++++ Source records

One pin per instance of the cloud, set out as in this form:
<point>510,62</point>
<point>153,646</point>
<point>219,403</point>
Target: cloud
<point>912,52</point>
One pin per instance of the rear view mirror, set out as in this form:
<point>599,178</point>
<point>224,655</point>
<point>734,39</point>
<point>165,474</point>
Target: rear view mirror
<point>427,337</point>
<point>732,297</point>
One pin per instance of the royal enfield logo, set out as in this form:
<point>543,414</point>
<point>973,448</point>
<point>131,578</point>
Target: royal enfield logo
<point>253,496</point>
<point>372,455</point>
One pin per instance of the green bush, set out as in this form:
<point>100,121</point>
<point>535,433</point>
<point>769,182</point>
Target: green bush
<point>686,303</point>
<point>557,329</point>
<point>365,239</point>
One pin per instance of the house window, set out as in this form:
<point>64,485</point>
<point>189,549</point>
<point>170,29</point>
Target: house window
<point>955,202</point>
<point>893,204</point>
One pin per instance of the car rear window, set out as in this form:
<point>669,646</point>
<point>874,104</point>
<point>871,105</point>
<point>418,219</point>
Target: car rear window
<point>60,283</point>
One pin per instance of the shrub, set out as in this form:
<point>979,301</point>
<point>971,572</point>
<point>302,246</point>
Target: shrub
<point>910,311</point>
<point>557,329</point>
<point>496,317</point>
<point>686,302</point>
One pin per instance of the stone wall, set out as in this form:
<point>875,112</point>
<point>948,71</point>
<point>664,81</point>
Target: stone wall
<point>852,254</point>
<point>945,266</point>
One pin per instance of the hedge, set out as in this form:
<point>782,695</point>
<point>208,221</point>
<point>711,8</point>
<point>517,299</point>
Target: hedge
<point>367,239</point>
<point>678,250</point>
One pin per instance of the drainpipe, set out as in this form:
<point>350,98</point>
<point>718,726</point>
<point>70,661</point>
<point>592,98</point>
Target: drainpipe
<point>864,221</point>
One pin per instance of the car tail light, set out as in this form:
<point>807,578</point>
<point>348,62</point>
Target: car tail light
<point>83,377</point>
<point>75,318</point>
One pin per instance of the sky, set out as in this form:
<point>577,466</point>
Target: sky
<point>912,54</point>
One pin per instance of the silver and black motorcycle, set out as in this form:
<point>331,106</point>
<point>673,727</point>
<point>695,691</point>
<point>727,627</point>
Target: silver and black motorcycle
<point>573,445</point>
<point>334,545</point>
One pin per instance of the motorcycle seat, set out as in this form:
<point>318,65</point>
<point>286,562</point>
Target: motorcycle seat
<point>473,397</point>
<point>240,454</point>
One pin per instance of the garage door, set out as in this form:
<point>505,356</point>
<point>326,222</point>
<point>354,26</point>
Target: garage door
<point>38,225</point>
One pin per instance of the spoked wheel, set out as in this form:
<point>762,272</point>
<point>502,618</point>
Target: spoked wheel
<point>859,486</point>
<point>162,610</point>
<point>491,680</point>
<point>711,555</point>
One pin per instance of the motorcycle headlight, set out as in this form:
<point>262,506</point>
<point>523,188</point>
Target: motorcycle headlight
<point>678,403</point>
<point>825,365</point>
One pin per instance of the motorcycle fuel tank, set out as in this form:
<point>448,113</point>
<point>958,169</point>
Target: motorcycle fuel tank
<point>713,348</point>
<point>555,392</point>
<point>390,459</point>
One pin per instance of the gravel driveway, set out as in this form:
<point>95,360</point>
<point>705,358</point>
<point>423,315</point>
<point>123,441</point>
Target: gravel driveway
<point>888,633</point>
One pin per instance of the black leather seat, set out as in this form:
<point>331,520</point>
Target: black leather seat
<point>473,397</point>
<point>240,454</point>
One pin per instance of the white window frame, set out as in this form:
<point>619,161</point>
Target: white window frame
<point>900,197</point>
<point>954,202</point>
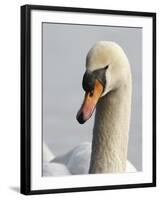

++++++++

§ **Your goal**
Wherever the line holding "<point>718,726</point>" falls in the entries above, copy exactly from it through the line holding "<point>331,106</point>", inclusive, and add nothing.

§ **Exercise result**
<point>718,726</point>
<point>70,661</point>
<point>592,98</point>
Target: drainpipe
<point>864,221</point>
One pin per instance of the car tail light, set out as in this form:
<point>807,578</point>
<point>348,62</point>
Target: car tail light
<point>83,377</point>
<point>75,318</point>
One pin per instance of the sky, set out as in this form:
<point>577,466</point>
Target: sky
<point>912,54</point>
One pin per instance of the silver and black motorcycle, set out as in this form:
<point>331,106</point>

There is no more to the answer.